Aim of the task: From the entries below, copy exactly the lines from the one that contains "gray sweater in the picture above?" through the one that contains "skateboard in the picture above?", both included, and only those.

Extracted data:
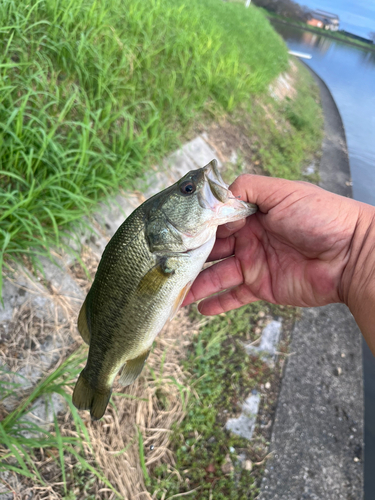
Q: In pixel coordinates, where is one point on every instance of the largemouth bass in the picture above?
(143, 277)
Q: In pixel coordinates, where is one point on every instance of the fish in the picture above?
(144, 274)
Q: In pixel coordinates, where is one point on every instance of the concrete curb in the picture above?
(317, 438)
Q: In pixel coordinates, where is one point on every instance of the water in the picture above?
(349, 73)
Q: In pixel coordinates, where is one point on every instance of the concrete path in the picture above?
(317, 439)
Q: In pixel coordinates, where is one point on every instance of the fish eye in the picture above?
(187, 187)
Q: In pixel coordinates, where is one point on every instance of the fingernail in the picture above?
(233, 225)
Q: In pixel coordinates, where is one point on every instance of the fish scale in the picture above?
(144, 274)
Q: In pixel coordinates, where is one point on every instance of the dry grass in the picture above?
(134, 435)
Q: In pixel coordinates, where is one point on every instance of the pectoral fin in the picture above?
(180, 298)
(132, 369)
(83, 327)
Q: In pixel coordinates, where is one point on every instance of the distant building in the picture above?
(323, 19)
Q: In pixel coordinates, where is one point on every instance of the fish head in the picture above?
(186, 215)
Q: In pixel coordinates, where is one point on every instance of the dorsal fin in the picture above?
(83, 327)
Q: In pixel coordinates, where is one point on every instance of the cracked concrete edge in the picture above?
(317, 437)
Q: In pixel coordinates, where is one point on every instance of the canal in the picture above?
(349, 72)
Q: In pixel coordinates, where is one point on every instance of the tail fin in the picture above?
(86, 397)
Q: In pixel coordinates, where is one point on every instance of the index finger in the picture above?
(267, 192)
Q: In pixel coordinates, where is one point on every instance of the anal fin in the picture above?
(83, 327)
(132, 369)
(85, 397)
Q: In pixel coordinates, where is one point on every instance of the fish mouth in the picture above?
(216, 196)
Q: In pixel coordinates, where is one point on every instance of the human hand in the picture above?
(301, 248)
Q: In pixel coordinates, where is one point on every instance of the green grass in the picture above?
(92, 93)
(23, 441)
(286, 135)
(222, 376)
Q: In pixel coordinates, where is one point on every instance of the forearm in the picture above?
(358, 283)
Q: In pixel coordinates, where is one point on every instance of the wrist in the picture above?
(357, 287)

---

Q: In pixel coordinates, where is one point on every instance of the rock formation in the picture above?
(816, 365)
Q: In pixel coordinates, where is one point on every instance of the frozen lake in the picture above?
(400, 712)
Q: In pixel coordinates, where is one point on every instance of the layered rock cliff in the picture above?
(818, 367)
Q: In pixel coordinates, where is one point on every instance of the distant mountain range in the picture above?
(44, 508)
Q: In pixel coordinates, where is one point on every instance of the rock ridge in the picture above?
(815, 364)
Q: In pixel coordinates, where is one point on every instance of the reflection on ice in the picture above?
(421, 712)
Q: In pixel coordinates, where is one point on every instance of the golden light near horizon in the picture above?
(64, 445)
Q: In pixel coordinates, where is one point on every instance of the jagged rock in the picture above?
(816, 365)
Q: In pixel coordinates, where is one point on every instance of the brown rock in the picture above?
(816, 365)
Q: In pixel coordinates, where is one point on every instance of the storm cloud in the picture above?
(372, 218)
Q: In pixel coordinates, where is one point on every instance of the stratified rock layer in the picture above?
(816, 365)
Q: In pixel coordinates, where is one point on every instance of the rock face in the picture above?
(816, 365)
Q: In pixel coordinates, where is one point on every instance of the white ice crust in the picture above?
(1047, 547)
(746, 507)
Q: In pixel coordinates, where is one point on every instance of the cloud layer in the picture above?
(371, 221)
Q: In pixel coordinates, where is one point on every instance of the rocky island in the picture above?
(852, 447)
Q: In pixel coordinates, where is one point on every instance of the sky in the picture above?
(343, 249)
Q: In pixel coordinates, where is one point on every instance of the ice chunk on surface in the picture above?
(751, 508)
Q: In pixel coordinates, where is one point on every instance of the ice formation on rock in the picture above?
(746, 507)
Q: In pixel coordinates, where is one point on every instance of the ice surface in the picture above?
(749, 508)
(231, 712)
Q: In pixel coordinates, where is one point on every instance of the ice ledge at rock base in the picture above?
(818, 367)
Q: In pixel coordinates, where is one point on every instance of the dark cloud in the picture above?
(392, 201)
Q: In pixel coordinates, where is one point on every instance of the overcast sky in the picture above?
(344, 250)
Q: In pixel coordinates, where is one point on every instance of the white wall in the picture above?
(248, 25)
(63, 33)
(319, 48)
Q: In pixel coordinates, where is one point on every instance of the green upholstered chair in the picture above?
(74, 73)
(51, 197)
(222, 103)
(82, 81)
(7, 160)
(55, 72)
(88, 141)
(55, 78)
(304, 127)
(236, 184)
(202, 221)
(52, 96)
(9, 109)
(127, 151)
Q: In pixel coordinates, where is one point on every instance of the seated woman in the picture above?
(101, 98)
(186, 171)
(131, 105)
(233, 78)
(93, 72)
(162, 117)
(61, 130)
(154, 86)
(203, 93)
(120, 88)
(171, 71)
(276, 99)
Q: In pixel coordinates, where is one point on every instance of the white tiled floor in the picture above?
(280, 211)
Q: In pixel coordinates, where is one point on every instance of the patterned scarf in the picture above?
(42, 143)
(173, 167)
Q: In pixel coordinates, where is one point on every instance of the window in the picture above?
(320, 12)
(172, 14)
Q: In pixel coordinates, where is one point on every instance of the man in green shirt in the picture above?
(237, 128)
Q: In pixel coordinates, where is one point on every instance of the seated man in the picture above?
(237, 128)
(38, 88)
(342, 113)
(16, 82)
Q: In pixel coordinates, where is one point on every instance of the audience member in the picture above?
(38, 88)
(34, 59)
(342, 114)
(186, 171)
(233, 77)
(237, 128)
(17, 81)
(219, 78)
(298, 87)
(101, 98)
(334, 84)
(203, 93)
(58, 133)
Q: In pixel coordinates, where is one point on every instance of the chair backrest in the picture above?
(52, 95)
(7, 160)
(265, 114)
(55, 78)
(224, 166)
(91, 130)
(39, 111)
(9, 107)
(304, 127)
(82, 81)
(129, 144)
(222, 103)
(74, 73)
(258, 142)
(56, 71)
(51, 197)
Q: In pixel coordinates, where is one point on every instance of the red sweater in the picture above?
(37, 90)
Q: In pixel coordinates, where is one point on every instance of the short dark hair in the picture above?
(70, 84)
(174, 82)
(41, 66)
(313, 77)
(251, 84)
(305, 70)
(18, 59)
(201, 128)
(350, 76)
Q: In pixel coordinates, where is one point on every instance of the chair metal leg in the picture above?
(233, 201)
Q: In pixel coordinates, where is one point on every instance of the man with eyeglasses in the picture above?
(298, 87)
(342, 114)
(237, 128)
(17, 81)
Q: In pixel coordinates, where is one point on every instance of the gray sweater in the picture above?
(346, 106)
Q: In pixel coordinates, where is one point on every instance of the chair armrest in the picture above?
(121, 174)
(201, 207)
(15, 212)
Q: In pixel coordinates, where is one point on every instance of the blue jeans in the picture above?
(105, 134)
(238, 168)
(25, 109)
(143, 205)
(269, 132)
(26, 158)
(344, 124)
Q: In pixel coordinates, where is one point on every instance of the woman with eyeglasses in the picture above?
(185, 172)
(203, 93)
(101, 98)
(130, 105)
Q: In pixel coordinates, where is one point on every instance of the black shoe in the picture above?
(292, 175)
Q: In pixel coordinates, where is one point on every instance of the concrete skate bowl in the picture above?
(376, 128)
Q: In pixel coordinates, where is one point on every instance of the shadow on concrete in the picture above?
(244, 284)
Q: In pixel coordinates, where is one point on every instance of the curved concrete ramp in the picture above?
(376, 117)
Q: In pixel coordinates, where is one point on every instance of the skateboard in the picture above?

Answer for the task:
Q: In pixel coordinates, where is one point on every instance of the gray sweater in the picture above?
(346, 106)
Q: In pixel coordinates, where is one point on every instance of the chair armrest in the picture above?
(121, 174)
(201, 207)
(15, 212)
Q: In pixel coordinates, where is one point on every instance of the blue jeans in the picture above?
(105, 134)
(238, 168)
(25, 109)
(143, 205)
(269, 132)
(26, 158)
(344, 124)
Q: In pixel coordinates, where is one point on every instance of the woman with eyeglasses in the picture above?
(185, 172)
(203, 93)
(101, 98)
(130, 105)
Q: In pixel coordinates, where is one point on every instance of the black shoe in the picture above?
(292, 175)
Q: In pixel coordinates, where is one point on every instance of the concrete skate bowl in the picture above?
(376, 128)
Q: In pixel coordinates, where is one point on every instance of the shadow on concrete in the picture above?
(244, 284)
Q: In pixel coordinates, where is one point on every instance of the curved concrete ramp in the picture above?
(376, 117)
Q: In pixel coordinates, where is one point on every instance of the skateboard in the picture above?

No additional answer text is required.